§ **Document segment**:
+--

A data management platform is not an end in itself, nor is it an IT prestige project. It makes sense if it helps to solve specific business problems and create measurable value - for example through more efficient processes, better decisions or new business models.

Many companies fall into a vendor lock-in without realizing it. They decide on a platform early on, sign contracts and build their first solutions. It later becomes apparent that certain requirements can only be implemented with considerable effort, individual workloads become too expensive or important functions only work via detours. 

In addition, there are often skill mismatches: the chosen technology does not match the existing skills in the company. The introduction then quickly turns into a major training and organizational project - while the business is already expecting results.

Fragmented reality

In theory, there is a central platform with clear data models and uniform key figures. In practice, the situation is usually different: Companies work with many operational systems such as ERP, CRM or specialized applications as well as external data sources or IoT data. 

On top of this lies a mature analytics landscape consisting of BI tools, Excel evaluations, embedded analytics and initial AI projects. Many of these solutions have grown historically and are interconnected at certain points. This leads to data silos, different KPI definitions and governance that is difficult to manage consistently. Some companies also try to use their ERP system as a central analysis platform. 

However, this contradicts the clean-core concept: ERP systems are optimized for transactions, not for complex analytics scenarios across many data sources - especially not for modern AI applications.

+--

§ **Information shown**:
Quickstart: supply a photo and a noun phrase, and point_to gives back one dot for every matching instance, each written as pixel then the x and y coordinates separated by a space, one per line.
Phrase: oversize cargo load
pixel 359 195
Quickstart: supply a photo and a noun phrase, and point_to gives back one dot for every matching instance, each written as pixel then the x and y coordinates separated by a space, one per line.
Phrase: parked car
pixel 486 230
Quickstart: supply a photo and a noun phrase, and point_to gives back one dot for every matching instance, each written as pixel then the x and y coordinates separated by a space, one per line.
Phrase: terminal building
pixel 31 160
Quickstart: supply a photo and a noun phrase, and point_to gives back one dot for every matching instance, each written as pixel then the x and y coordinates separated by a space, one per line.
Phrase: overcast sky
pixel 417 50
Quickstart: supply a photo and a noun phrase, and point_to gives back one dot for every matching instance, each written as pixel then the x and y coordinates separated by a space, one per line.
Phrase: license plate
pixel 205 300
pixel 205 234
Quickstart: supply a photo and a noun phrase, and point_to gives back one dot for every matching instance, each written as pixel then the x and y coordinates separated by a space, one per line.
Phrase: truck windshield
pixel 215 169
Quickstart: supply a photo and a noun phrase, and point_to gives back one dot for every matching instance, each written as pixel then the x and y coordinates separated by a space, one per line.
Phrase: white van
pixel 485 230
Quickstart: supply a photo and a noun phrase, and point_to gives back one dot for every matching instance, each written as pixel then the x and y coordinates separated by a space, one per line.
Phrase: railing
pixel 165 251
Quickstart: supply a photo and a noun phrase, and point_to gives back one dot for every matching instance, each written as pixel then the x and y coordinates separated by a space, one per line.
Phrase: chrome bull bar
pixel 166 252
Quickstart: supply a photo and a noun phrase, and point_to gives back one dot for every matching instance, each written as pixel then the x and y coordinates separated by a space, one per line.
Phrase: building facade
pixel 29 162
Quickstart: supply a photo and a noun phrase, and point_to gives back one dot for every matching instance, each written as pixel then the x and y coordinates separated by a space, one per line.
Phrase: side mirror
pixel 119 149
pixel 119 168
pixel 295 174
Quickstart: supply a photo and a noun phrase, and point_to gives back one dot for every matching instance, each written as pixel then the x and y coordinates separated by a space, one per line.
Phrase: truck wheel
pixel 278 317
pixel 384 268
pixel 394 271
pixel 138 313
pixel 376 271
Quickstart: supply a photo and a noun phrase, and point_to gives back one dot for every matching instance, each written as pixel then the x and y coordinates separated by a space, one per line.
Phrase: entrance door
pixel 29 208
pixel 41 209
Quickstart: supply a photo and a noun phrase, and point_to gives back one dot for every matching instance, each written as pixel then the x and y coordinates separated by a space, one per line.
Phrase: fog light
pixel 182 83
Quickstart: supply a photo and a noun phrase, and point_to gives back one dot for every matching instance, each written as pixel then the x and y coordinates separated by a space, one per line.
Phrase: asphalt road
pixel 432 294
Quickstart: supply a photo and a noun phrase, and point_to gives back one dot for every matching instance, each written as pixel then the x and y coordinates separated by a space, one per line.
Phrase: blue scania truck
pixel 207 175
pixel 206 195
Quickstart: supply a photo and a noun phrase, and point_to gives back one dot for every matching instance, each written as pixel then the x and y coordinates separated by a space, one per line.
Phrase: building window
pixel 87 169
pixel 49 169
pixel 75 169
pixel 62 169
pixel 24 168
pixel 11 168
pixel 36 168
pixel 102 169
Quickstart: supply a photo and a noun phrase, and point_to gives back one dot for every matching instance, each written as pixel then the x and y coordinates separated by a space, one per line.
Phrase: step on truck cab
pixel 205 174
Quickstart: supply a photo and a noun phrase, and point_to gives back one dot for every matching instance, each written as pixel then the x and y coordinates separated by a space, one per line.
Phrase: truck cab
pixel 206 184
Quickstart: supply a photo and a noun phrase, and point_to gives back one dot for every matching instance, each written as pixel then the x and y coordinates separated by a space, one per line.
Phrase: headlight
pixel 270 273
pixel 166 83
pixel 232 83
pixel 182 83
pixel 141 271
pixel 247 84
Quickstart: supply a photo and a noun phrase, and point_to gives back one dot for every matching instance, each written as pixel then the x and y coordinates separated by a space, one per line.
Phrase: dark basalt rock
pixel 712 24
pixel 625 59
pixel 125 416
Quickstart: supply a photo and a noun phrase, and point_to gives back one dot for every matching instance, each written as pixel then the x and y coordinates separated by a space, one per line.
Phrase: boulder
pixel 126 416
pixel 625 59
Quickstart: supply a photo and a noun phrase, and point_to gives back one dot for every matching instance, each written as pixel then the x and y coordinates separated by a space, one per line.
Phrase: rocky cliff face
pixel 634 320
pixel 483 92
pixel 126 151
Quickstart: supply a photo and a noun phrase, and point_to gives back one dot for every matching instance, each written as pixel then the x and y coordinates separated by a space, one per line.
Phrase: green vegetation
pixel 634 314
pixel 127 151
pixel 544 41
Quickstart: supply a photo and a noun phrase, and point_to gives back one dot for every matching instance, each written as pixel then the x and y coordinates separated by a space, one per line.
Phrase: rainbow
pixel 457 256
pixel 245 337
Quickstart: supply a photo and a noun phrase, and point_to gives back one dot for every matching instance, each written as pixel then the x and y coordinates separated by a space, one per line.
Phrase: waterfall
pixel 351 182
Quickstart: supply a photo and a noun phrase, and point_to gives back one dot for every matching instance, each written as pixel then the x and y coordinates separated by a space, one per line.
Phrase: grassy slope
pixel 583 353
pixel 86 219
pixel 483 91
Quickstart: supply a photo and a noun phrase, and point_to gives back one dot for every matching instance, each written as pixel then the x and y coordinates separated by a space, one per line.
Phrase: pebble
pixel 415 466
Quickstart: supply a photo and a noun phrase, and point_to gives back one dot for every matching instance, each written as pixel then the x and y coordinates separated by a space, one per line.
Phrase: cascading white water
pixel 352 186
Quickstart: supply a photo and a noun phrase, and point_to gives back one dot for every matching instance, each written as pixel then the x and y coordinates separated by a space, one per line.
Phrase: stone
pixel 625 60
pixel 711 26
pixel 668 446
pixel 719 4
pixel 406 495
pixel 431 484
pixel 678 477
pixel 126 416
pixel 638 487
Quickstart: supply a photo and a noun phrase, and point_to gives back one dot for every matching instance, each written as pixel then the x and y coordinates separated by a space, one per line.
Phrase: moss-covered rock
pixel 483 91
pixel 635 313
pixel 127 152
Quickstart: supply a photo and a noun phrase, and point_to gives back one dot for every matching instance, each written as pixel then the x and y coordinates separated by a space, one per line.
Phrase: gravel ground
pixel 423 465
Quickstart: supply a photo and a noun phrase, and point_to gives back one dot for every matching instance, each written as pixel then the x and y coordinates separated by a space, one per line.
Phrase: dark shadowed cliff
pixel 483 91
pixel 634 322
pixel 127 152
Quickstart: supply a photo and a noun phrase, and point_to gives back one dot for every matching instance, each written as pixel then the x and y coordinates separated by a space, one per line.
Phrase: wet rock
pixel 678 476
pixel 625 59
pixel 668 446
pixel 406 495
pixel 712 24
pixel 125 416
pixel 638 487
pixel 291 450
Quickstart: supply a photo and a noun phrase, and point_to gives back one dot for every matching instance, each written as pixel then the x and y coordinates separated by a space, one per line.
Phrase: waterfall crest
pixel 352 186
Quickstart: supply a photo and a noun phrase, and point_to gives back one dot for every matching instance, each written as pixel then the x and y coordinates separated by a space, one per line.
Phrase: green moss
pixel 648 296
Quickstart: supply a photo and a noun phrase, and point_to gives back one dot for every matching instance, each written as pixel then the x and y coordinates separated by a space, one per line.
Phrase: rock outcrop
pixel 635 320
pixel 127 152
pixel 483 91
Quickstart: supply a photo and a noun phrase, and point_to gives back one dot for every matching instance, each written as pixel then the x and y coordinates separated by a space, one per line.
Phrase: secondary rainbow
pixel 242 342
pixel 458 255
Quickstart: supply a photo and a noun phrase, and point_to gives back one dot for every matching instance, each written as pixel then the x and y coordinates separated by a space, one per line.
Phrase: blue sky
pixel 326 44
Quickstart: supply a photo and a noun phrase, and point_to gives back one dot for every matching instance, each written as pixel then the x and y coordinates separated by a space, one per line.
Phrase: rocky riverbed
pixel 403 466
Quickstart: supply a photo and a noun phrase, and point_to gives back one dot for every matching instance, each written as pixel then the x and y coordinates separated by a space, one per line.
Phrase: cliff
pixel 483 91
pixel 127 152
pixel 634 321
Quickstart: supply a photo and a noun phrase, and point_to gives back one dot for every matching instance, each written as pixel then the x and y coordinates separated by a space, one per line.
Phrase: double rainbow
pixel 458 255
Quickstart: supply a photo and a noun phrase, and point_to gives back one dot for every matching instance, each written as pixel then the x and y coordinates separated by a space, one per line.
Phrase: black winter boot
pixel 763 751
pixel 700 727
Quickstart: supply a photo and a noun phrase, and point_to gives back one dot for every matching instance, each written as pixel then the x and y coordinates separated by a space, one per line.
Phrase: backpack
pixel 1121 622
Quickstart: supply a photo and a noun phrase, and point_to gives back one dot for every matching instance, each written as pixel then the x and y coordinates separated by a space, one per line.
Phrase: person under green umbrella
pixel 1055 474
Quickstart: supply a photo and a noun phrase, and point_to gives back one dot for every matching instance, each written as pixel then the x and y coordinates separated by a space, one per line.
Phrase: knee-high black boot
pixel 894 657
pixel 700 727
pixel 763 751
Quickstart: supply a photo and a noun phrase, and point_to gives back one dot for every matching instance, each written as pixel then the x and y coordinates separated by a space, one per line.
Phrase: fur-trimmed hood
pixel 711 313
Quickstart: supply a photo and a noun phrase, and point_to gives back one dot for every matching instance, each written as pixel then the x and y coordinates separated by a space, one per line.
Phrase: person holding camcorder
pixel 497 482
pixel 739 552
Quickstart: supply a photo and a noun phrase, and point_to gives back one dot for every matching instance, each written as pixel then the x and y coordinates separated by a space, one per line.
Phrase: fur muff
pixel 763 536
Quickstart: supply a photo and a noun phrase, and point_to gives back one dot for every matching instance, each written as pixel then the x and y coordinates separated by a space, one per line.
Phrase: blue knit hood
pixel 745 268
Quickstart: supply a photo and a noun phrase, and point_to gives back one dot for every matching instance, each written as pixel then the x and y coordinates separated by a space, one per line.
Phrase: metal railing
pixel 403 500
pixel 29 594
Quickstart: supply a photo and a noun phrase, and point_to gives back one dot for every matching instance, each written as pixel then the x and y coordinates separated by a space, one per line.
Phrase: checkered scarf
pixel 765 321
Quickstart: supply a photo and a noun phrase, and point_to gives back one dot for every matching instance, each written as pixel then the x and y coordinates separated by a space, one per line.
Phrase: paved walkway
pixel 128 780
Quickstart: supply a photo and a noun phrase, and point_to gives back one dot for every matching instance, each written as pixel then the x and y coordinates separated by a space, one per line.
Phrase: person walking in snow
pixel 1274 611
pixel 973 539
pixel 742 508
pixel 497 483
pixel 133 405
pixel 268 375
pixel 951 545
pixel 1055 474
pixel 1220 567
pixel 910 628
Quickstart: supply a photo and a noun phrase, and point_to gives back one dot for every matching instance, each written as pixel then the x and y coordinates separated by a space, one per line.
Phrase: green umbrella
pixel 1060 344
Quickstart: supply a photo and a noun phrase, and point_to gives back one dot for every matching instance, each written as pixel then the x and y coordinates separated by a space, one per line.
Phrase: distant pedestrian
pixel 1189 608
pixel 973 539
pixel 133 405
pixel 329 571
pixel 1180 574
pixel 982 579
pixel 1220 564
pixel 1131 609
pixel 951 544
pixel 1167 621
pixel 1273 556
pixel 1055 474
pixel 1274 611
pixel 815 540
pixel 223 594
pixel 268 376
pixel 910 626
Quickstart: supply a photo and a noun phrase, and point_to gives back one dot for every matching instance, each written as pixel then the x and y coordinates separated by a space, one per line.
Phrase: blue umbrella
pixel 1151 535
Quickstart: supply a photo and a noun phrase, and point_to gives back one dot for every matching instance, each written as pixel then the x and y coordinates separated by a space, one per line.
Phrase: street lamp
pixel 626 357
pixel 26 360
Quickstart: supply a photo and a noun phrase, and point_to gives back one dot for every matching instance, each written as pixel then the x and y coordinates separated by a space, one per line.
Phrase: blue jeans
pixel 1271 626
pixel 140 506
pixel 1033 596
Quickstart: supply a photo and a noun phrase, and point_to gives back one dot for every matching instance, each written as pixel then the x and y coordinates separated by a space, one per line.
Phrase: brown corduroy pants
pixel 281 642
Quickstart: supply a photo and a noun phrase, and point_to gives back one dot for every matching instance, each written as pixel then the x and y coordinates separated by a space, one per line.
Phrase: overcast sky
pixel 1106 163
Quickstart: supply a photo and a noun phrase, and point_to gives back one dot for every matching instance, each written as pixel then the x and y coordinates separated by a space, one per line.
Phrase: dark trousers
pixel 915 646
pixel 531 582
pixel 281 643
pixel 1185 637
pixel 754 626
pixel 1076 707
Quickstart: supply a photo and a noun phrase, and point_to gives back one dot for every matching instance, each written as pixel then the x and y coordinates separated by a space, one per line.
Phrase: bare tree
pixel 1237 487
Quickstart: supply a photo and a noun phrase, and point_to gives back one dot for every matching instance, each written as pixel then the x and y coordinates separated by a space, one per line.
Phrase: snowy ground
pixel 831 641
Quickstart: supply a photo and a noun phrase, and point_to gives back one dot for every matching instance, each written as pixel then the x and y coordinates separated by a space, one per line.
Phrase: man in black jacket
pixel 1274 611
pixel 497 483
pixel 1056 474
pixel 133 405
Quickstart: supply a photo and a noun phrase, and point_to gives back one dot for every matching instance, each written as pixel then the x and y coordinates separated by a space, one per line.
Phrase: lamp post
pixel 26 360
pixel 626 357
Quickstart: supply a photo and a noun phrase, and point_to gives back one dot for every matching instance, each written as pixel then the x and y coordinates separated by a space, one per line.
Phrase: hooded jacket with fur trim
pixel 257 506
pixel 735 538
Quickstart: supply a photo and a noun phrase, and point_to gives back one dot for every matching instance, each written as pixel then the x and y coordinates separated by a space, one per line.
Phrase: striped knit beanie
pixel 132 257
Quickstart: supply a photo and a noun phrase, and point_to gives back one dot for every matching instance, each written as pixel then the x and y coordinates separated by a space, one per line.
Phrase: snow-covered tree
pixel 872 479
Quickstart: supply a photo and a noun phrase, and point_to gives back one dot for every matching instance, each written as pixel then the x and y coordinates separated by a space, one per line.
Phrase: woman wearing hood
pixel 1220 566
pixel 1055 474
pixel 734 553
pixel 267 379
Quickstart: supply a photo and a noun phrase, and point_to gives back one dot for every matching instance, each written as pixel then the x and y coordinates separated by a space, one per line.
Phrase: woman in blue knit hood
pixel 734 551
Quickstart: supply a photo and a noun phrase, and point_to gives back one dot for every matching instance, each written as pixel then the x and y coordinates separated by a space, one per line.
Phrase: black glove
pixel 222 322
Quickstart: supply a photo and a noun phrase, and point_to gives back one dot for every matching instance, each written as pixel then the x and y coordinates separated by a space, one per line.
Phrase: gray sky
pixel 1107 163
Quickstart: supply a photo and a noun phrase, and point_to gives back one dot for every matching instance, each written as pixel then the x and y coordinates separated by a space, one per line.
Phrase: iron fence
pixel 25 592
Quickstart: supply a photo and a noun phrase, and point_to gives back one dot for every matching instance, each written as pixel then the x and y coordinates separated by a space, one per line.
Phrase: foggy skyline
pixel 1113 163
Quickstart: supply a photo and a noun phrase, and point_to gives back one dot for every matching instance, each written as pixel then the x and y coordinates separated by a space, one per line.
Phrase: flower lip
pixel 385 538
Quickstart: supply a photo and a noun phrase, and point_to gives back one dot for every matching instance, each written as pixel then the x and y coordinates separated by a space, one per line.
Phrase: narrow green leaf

+--

From the passage on data management platforms, return everything from "On top of this" down to "central analysis platform.", copied verbatim. The items have no role in this exercise.

§ **Solution to this exercise**:
On top of this lies a mature analytics landscape consisting of BI tools, Excel evaluations, embedded analytics and initial AI projects. Many of these solutions have grown historically and are interconnected at certain points. This leads to data silos, different KPI definitions and governance that is difficult to manage consistently. Some companies also try to use their ERP system as a central analysis platform.